Among methods for the production of metal nanoparticles, the reduction of metal ions in water, organic solvents, and aqueous organic solutions in the presence of functional polymers and surfactants as reducers and stabilizers is widely used [7076]. The metal ions adsorbed into multilayer polyelectrolytes, dendrimers, block copolymers, microgels, liposomes, polymer particles, and films or hydrogels that can be retained in solution due to the functional groups of the hydrophilic structure can easily be reduced to the corresponding metal nanoparticles, clusters, or metal oxides using suitable reducing agents such as NaBH4, AlBH4, H2, NH2NH2, citrate, etc. [77, 78].

AIM OF THE EXERCISE: Continue the passage on producing metal nanoparticles by reducing metal ions, starting after its final sentence.

DATA PROVIDED:
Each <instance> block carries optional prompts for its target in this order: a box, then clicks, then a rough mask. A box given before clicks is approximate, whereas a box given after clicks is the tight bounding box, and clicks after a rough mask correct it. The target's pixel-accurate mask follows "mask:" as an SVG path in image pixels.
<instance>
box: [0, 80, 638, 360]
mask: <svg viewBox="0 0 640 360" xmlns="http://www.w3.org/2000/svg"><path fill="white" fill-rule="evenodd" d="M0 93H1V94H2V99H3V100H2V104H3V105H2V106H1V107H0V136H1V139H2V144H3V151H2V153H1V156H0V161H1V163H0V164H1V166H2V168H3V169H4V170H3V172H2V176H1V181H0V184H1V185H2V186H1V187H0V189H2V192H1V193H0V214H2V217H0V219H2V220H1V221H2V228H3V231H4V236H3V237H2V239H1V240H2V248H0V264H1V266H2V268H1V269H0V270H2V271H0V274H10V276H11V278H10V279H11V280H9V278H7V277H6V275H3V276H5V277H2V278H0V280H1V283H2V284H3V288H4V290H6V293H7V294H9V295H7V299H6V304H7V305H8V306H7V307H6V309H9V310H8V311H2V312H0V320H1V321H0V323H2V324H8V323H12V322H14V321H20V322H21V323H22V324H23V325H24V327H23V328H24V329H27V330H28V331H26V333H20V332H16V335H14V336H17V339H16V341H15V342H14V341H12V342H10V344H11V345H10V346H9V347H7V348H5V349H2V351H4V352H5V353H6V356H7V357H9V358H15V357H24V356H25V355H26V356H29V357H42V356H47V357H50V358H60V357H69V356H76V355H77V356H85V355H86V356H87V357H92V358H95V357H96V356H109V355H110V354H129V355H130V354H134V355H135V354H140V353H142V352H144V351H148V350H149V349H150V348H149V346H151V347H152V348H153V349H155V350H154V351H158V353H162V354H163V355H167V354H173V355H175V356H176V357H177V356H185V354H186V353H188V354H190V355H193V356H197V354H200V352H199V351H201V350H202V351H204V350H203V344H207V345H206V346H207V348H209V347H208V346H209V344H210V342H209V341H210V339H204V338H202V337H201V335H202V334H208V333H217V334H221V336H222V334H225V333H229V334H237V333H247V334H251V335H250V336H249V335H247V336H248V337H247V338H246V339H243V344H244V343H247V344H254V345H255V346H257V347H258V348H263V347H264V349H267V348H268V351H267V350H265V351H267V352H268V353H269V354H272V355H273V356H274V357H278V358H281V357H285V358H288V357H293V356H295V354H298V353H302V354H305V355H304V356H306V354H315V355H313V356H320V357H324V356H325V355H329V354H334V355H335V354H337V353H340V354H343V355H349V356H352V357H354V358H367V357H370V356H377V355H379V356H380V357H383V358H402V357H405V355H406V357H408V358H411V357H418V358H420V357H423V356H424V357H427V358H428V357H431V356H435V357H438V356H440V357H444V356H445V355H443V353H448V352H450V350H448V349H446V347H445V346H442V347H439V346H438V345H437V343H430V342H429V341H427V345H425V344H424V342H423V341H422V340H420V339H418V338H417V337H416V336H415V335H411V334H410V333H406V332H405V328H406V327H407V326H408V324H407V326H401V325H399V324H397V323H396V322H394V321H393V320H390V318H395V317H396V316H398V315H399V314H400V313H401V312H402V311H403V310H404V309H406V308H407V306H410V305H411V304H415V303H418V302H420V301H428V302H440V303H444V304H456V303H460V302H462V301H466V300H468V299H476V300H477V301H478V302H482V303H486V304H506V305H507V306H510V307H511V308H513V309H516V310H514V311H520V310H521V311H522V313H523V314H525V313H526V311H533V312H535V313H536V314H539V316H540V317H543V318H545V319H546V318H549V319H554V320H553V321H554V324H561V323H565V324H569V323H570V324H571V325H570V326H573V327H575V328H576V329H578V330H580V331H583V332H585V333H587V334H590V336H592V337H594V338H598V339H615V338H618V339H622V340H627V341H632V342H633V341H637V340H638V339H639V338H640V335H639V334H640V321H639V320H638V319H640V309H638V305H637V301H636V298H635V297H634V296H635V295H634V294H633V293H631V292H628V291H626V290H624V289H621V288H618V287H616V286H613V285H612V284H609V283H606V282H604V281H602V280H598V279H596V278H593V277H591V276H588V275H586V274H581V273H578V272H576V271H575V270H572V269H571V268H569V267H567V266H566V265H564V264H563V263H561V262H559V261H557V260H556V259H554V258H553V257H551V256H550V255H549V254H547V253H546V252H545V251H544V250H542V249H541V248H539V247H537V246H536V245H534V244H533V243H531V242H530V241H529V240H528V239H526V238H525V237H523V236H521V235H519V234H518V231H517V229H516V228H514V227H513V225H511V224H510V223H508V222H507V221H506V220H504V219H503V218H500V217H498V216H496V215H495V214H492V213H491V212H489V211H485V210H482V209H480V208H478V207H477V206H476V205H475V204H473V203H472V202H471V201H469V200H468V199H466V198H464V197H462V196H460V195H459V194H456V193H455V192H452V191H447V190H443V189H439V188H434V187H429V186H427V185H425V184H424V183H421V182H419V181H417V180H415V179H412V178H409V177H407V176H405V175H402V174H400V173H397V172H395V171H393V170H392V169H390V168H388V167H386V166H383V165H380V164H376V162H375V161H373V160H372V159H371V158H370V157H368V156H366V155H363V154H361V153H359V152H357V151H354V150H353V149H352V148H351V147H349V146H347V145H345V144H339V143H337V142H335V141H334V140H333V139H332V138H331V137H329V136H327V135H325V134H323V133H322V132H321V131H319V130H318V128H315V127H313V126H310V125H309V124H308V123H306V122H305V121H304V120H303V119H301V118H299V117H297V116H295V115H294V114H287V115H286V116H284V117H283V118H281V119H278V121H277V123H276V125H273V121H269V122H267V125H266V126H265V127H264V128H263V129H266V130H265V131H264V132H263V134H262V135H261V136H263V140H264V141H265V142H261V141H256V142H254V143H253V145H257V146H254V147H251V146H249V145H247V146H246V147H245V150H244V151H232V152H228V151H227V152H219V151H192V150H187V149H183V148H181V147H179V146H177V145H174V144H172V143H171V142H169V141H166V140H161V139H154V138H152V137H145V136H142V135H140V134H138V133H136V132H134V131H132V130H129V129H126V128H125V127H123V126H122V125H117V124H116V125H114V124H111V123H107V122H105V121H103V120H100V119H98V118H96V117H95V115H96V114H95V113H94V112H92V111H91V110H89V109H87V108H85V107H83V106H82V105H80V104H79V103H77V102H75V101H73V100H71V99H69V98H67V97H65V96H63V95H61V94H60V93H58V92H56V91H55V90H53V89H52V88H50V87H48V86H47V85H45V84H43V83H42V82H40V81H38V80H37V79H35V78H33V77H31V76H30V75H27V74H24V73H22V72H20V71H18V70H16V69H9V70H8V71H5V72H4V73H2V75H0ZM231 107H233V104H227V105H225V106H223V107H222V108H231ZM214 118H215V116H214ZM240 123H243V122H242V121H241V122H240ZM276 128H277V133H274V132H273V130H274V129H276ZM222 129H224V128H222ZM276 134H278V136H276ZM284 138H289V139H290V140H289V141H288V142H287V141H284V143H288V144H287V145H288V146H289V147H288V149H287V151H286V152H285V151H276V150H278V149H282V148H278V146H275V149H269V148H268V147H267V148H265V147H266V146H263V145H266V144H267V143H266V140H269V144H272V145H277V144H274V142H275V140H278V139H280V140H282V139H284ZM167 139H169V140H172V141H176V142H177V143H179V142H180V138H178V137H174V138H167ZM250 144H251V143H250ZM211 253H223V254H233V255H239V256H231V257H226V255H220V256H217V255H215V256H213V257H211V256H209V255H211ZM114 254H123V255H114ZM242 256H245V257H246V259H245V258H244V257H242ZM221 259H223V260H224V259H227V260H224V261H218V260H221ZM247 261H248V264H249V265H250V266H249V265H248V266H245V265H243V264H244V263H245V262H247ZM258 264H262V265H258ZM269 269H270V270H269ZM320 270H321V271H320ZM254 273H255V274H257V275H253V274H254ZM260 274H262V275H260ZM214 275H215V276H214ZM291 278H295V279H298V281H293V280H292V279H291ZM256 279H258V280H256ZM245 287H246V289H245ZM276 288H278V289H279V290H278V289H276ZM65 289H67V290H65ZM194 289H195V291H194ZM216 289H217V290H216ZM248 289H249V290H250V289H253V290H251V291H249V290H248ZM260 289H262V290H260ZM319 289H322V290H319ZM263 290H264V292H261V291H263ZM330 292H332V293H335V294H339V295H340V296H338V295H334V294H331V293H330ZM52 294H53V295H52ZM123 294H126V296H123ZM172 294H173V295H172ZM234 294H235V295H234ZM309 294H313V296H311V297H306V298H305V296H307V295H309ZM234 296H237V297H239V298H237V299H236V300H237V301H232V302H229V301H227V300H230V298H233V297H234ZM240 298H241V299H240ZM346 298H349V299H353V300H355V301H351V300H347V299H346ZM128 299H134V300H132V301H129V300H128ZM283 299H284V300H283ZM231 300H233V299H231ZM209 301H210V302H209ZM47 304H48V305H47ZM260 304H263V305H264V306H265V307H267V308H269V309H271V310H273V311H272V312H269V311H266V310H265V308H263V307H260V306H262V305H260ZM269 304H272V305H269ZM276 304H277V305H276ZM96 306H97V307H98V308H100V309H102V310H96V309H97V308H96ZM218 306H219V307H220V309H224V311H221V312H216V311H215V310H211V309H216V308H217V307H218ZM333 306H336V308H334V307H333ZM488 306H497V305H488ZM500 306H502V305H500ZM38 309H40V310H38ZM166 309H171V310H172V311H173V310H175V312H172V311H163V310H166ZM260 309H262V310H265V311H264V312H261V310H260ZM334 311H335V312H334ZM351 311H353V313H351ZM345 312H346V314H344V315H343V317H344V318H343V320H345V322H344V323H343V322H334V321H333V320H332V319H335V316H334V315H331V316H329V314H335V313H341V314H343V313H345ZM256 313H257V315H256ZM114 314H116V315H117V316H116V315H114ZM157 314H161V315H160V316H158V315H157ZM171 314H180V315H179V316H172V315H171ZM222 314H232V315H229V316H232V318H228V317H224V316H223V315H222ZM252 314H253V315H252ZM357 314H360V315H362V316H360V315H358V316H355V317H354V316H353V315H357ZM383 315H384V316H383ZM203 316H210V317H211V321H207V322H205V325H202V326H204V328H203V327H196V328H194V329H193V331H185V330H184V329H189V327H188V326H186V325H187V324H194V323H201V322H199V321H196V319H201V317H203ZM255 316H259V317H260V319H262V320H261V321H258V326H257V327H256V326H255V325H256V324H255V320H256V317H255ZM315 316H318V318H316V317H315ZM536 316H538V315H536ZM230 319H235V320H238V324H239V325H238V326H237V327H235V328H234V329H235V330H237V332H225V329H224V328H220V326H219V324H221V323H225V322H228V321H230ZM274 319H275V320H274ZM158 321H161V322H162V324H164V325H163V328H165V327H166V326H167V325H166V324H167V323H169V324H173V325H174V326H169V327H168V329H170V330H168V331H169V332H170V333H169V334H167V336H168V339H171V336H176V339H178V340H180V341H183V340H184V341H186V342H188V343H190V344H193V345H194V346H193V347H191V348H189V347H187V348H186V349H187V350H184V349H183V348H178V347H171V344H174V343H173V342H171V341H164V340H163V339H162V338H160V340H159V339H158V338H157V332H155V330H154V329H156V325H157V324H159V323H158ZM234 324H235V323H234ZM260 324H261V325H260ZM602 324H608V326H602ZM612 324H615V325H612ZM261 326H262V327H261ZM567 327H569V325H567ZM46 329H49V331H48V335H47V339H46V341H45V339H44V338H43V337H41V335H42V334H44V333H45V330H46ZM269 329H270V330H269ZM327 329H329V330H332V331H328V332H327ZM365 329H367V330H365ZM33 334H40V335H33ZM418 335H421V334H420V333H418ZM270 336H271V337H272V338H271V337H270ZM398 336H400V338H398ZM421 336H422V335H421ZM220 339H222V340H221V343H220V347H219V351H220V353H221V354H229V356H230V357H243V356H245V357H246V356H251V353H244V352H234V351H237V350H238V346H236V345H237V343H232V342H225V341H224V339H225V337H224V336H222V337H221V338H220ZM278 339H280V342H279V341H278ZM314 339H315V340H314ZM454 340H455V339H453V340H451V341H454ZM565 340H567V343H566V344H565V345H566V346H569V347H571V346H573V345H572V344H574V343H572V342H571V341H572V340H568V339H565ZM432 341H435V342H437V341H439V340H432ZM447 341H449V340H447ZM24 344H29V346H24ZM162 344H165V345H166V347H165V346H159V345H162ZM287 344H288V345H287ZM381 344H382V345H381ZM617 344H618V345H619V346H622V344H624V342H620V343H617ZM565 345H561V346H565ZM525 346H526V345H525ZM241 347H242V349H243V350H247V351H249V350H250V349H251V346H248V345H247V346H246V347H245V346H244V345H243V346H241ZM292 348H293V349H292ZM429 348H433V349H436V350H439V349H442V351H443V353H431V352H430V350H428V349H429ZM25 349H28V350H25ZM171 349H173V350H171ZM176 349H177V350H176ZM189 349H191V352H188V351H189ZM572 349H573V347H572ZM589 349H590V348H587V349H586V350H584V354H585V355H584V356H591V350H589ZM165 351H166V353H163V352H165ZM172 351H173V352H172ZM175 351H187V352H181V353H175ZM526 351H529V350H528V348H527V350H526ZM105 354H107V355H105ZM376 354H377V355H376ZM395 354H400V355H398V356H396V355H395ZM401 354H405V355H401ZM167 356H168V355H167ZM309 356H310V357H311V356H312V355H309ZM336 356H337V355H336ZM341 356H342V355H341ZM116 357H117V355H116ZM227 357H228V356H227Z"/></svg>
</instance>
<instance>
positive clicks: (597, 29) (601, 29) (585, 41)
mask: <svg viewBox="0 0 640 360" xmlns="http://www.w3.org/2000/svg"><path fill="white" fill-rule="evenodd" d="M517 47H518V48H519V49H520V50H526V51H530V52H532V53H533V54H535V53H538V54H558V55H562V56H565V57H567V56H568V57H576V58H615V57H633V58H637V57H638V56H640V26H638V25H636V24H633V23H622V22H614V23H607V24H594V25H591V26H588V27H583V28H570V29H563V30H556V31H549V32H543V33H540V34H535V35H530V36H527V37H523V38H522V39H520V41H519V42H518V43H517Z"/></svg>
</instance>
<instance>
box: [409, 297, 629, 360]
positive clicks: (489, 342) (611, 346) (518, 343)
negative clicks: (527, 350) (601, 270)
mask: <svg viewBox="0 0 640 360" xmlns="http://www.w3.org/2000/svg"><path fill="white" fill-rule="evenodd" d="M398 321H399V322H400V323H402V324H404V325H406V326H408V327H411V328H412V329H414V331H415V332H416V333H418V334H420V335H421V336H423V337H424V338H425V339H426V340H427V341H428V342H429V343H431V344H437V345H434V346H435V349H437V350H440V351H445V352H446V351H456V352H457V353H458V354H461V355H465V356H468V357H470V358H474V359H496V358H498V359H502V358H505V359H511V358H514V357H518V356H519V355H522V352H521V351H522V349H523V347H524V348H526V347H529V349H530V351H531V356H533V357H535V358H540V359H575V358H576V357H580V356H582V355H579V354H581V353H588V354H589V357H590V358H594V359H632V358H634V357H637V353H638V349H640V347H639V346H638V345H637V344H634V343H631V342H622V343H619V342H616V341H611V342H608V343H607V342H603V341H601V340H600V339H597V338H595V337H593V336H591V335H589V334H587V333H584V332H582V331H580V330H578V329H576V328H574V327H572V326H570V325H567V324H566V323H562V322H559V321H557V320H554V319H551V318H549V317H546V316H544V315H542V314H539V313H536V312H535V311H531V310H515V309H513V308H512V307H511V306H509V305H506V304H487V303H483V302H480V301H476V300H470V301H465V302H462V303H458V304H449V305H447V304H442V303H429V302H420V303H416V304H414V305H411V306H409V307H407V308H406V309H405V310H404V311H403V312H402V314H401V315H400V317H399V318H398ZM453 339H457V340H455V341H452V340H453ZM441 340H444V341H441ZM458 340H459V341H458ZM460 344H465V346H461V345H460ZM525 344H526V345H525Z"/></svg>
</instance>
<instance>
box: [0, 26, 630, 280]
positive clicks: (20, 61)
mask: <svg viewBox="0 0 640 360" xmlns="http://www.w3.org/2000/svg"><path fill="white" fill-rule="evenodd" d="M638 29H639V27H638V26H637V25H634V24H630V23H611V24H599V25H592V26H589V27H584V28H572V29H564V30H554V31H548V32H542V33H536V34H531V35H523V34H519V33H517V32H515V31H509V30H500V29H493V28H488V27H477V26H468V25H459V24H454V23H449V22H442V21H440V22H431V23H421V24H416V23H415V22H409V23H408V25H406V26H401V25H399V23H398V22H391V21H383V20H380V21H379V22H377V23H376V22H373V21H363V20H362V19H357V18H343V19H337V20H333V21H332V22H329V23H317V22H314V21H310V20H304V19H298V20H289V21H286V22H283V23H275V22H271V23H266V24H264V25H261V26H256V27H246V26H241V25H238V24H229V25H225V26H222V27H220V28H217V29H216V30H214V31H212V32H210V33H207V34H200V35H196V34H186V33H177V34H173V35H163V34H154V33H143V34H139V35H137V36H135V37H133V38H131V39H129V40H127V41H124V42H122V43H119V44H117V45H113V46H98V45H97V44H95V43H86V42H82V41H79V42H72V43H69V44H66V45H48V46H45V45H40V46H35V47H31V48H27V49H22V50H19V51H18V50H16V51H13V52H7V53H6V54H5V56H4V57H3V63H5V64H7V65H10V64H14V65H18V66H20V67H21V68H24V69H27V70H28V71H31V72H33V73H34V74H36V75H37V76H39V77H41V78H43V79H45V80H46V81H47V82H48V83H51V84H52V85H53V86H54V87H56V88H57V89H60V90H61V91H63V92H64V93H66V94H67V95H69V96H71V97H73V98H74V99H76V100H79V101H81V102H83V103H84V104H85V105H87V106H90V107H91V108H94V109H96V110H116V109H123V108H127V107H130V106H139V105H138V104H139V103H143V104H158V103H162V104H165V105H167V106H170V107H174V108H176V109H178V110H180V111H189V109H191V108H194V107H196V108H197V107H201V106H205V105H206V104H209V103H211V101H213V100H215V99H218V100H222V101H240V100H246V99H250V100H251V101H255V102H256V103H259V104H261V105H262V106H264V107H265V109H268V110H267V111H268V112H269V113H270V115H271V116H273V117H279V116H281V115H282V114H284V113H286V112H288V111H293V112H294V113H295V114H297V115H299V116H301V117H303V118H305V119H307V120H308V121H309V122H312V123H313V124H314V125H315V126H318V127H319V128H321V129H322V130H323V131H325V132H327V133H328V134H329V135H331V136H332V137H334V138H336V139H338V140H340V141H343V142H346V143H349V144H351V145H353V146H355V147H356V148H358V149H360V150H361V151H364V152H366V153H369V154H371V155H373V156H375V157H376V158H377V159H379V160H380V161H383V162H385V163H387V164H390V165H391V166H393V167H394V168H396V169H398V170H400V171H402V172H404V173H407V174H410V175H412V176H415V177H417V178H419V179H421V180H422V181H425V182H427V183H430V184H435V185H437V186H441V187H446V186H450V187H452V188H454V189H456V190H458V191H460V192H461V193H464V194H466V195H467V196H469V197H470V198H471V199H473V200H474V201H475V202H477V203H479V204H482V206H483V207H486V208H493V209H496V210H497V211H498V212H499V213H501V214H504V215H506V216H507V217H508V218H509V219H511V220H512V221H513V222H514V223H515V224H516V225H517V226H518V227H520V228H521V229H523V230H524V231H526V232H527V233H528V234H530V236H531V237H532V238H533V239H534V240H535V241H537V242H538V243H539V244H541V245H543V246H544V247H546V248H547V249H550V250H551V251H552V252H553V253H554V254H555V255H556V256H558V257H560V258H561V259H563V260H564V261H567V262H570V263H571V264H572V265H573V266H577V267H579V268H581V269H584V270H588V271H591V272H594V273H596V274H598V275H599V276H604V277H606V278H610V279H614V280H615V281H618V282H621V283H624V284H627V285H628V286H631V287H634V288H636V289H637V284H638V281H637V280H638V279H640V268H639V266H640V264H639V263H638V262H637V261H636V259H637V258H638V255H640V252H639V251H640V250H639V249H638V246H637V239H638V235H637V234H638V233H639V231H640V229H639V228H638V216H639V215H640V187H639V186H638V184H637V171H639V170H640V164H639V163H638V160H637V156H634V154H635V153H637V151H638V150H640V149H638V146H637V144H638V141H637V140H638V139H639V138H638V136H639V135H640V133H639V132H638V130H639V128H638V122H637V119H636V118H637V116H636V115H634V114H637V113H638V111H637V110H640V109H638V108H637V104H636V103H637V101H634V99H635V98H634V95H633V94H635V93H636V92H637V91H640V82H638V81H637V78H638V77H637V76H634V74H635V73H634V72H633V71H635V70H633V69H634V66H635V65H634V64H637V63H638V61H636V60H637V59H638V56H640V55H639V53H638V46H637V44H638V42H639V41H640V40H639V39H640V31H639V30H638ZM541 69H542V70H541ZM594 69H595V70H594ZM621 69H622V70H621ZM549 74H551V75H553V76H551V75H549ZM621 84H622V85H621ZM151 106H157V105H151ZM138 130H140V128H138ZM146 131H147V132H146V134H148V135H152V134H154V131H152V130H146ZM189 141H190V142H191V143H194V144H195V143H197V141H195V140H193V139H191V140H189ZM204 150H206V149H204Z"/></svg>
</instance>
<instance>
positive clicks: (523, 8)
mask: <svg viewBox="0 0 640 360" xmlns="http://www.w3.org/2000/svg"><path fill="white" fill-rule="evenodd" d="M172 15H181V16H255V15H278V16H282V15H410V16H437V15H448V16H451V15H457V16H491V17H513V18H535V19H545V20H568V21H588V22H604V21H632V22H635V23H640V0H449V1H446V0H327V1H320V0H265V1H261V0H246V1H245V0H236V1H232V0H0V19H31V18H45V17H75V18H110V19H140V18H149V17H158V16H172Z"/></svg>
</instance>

ANSWER TO THIS TASK:
The metal nanoparticles are stabilized with polymers in two different ways: physical (processes caused by van der Waals forces, dipole interactions, or weak, easily destroyed hydrogen bonds) or chemical adsorption [65]. The noncovalent interaction of nanoparticles with a macromolecule is rather weak (of the order of 10–4 J/m2); the efficiency of chemisorption is determined by the number of polar groups of the adsorbed polymer per unit surface regardless of the conformation of the macromolecules (expanded or globular). Importantly, the polymer should contain certain functional groups, which actively interact with the surface atoms of the nanoparticle, for example, as electron donors [71]. The efficiency of polymers as electron donors increases significantly if they contain centers of specific contacts acting simultaneously by the mechanism of charge and steric stabilization. Stable colloidal solutions of gold were synthesized in situ by the reduction of HAuCl4 in the presence of water-soluble polymers [79]. The most stable colloids were obtained with participation of polymers having hydrophobic ridges and hydrophilic side groups associated with gold ions.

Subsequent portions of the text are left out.